The Beginning of the  ME, ME, ME Generation

  1. There was a focus on self-esteem in the 1970s. Tell your kids they are wonderful, even if they are not. Instead of improving self-esteem, we boosted narcissism.
  2. The incidence of narcissistic personality disorder is nearly three times as high for people in their 20s as for the generation that’s now 65 or older, according to the National Institutes of Health.
  3. Social media like Snapchat and Instagram allow us to feed the Me Generation. Please take a look at me; look at my extraordinary life.

OVER-PRAISED – Receiving a participation ribbon for just showing up for the game or telling a singer who sings like a cat in a dishwasher that they are amazing feeds the “I’m special” attitude.

  • We see individuals standing on the American Idol stage, embarrassing themselves in front of millions, without knowing why the judges don’t understand their awesomeness.
  • Children are getting praised for things that are not praiseworthy.
  • Praise should be for effort and not talent. i.e., You worked hard on that project. I am proud of you for your effort.
  • If we praise children for the wrong things, they believe life will be easy.

RESCUE 101 – There is no accountability for behaviour. The adult doesn’t want the child to feel discomfort or have their self-esteem hurt, so they come to the rescue.

Examples:

Iced – – the number of children who come to the school office is unbelievable. You only need ice when there is swelling. Parents are enabling this behaviour by putting the expectations for ice on the teachers. The teachers enable this behaviour by sending the kids to the office for the ice. BUILD

RESILIENCY.

Mitts and Gloves – There was a meeting for the grade 8 ski trip – There were parents who were concerned. They wanted to know who would ensure their grade 8 child would put their mitts and hat on. REALLY!

VAPING – A grade six student was caught vaping in the bathroom. The consequence was a suspension. The boy’s dad came into the school to argue against the suspension. The dad commented to the principal, “Can you prove that vaping in Canada is illegal?” Whether it’s illegal or not – YOU DON’T VAPE IN SCHOOL!

* * * * * * * * *

EXERCISES TO COMPLETE:
• A. List every bullet point that appears under the heading "OVER-PRAISED" in the Me Generation piece.
• B. Edit the Me Generation piece, starting at the words "OVER-PRAISED – Receiving" and stopping after "will be easy.". Replace "effort" with "diligence" each time it occurs.
• C. Pick up the Me Generation piece after its final sentence and keep writing.

(Entries taken from a collection)

* * * * * * * * *

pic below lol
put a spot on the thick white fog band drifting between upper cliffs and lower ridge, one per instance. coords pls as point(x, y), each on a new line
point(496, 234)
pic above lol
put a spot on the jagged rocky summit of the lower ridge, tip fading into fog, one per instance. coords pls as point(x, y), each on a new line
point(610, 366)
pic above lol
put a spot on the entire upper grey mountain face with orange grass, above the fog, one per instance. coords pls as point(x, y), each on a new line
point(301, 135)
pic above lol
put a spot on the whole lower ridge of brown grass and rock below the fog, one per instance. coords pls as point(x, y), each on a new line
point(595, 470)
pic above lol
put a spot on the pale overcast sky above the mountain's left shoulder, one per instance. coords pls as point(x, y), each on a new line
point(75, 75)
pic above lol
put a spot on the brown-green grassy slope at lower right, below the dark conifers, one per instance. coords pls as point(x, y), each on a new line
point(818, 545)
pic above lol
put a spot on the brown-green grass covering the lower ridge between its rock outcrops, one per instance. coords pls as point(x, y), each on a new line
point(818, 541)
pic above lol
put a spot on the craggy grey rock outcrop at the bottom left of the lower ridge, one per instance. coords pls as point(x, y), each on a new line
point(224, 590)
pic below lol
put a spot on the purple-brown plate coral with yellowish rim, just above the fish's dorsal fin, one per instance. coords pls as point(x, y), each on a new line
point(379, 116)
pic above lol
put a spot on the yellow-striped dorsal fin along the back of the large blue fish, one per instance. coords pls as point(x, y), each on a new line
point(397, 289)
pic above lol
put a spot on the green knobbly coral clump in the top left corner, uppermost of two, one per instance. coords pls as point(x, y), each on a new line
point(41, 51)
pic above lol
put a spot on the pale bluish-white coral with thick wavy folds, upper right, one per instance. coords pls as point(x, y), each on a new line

* * * * * * * * *

SOLVED PROBLEMS:
• A.
- We see individuals standing on the American Idol stage, embarrassing themselves in front of millions, without knowing why the judges don't understand their awesomeness.
- Children are getting praised for things that are not praiseworthy.
- Praise should be for effort and not talent. i.e., You worked hard on that project. I am proud of you for your effort.
- If we praise children for the wrong things, they believe life will be easy.

• B.
OVER-PRAISED – Receiving a participation ribbon for just showing up for the game or telling a singer who sings like a cat in a dishwasher that they are amazing feeds the “I’m special” attitude.

  • We see individuals standing on the American Idol stage, embarrassing themselves in front of millions, without knowing why the judges don’t understand their awesomeness.
  • Children are getting praised for things that are not praiseworthy.
  • Praise should be for diligence and not talent. i.e., You worked hard on that project. I am proud of you for your diligence.
  • If we praise children for the wrong things, they believe life will be easy.

• C.
THE “C” Word – A boy called a girl the “C” word. The boy’s mother argued that it wasn’t the “C ” word but the “B” word. The mother was trying to downgrade the severity of the word. Whether it was the “C” or the “B” word, it is still WRONG!

Rescuing creates an attitude of – “I can do anything I want. There are no consequences.” But the reality is there are real consequences in the real world. The wrong attitude sets children up for failure. If you don’t attend university classes, you forfeit your tuition and are kicked out of school.

CREATED THE FACADE

Our decisions revolve around seeking pleasure or avoiding pain. Entitled people seek self-esteem or pleasure through their stuff.

The entitled person needs “Things” to validate their inflated self-esteem. But it is an illusion. The person appears cool and confident on the outside but is insecure and requires constant validation. Their outside doesn’t watch the outside.

The entitled person layers themselves with brand names. They purchase a hoodie that costs $800, which is no better than the $40 Walmart top. They have bought into believing the top is a vehicle that boosts status, popularity and the cool factor. What they have done is been suckered. They have bought into the hype and bought an overpriced product with no real power.

EXAMPLE – OFF-WHITE

The adult that needs the fancy car or big house as these items are wrapped up in their ego/self-worth.

“I’m going into my $100,000 Lexus.” This statement reflects the relationship between having expensive items and status.

Appearance also comes into the picture. If you are good-looking, you are more valuable than average-looking. If you are skinny, you are cooler than if you are heavy.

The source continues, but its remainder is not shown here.